Exercise description: Recast every line of the records below as a Markdown table with two columns, Number and Line, numbering the rows in order and omitting any blank lines.

Recorded data:

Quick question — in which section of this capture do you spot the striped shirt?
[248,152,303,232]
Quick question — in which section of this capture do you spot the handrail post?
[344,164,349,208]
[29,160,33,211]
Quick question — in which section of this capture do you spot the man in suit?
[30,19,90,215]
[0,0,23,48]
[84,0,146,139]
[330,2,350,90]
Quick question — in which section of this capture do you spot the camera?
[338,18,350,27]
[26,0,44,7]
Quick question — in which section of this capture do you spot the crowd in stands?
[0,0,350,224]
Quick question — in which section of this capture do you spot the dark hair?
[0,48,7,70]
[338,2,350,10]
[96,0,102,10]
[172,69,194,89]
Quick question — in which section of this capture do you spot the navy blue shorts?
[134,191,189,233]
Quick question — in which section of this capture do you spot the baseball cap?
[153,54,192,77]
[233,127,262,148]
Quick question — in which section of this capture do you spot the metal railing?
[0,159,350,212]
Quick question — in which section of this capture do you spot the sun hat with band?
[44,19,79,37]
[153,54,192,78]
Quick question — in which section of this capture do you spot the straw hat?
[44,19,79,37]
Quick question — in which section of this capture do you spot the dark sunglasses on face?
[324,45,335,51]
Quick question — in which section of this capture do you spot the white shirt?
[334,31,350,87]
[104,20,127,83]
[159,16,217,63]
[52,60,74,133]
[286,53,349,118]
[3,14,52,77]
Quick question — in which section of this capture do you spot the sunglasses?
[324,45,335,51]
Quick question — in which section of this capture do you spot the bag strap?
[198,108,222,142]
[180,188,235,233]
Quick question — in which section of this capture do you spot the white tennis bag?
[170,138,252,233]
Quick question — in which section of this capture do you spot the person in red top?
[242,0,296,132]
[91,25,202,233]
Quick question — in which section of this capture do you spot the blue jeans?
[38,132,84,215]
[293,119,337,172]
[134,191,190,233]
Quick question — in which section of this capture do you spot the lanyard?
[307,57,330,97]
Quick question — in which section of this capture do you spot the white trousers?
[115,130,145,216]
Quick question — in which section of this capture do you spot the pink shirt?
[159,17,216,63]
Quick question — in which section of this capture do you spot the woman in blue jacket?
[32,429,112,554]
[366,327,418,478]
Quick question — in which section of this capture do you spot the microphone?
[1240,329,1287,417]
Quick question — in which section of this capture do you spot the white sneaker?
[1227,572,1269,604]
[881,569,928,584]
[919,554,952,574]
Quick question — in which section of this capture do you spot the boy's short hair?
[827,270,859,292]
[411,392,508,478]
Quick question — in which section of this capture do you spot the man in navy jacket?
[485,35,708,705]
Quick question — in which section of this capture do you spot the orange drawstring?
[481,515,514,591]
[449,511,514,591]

Solution for this exercise:
| Number | Line |
|---|---|
| 1 | Quick question — in which section of this capture do you spot the striped shirt? |
| 2 | [248,152,303,232] |
| 3 | Quick question — in which section of this capture do you spot the handrail post? |
| 4 | [344,164,349,208] |
| 5 | [29,160,33,211] |
| 6 | Quick question — in which section of this capture do you spot the man in suit? |
| 7 | [30,19,90,215] |
| 8 | [0,0,23,48] |
| 9 | [84,0,146,139] |
| 10 | [330,2,350,90] |
| 11 | Quick question — in which section of this capture do you spot the camera? |
| 12 | [338,18,350,27] |
| 13 | [26,0,44,7] |
| 14 | Quick question — in which section of this capture do you spot the crowd in stands? |
| 15 | [0,0,350,224] |
| 16 | Quick question — in which section of this capture do you spot the dark hair? |
| 17 | [0,48,7,70] |
| 18 | [338,2,350,10] |
| 19 | [96,0,102,10] |
| 20 | [172,69,194,89] |
| 21 | Quick question — in which section of this capture do you spot the navy blue shorts? |
| 22 | [134,191,189,233] |
| 23 | Quick question — in which section of this capture do you spot the baseball cap? |
| 24 | [153,54,192,77] |
| 25 | [233,127,262,148] |
| 26 | Quick question — in which section of this capture do you spot the metal railing? |
| 27 | [0,159,350,212] |
| 28 | Quick question — in which section of this capture do you spot the sun hat with band? |
| 29 | [44,19,79,37] |
| 30 | [153,54,192,78] |
| 31 | Quick question — in which section of this capture do you spot the straw hat? |
| 32 | [44,19,79,37] |
| 33 | Quick question — in which section of this capture do you spot the dark sunglasses on face? |
| 34 | [324,45,335,51] |
| 35 | Quick question — in which section of this capture do you spot the white shirt? |
| 36 | [334,31,350,87] |
| 37 | [104,20,127,83] |
| 38 | [159,16,217,63] |
| 39 | [52,60,74,133] |
| 40 | [286,53,349,118] |
| 41 | [3,14,52,77] |
| 42 | Quick question — in which section of this capture do you spot the sunglasses? |
| 43 | [324,45,335,51] |
| 44 | Quick question — in which section of this capture do you spot the bag strap? |
| 45 | [198,108,222,142] |
| 46 | [180,188,235,233] |
| 47 | Quick question — in which section of this capture do you spot the white tennis bag? |
| 48 | [170,138,252,233] |
| 49 | Quick question — in which section of this capture do you spot the person in red top? |
| 50 | [242,0,296,132] |
| 51 | [91,25,202,233] |
| 52 | Quick question — in which section of this capture do you spot the blue jeans? |
| 53 | [38,132,84,215] |
| 54 | [293,119,337,172] |
| 55 | [134,191,190,233] |
| 56 | Quick question — in which section of this capture do you spot the lanyard? |
| 57 | [307,57,330,97] |
| 58 | Quick question — in which section of this capture do you spot the white trousers? |
| 59 | [115,130,145,216] |
| 60 | Quick question — in which section of this capture do you spot the pink shirt? |
| 61 | [159,17,216,63] |
| 62 | Quick question — in which section of this capture do you spot the woman in blue jacket? |
| 63 | [32,429,112,554] |
| 64 | [366,327,418,478] |
| 65 | Quick question — in which section of this capture do you spot the microphone? |
| 66 | [1240,329,1287,417] |
| 67 | Quick question — in which section of this capture do you spot the white sneaker? |
| 68 | [1227,572,1269,604] |
| 69 | [881,569,928,584] |
| 70 | [919,554,952,574] |
| 71 | Quick question — in which section of this capture do you spot the boy's short hair? |
| 72 | [827,270,859,292] |
| 73 | [411,392,508,478] |
| 74 | Quick question — in which section of this capture do you spot the man in navy jacket? |
| 75 | [485,35,708,705] |
| 76 | Quick question — in which section of this capture do you spot the orange drawstring? |
| 77 | [481,515,514,591] |
| 78 | [449,511,514,591] |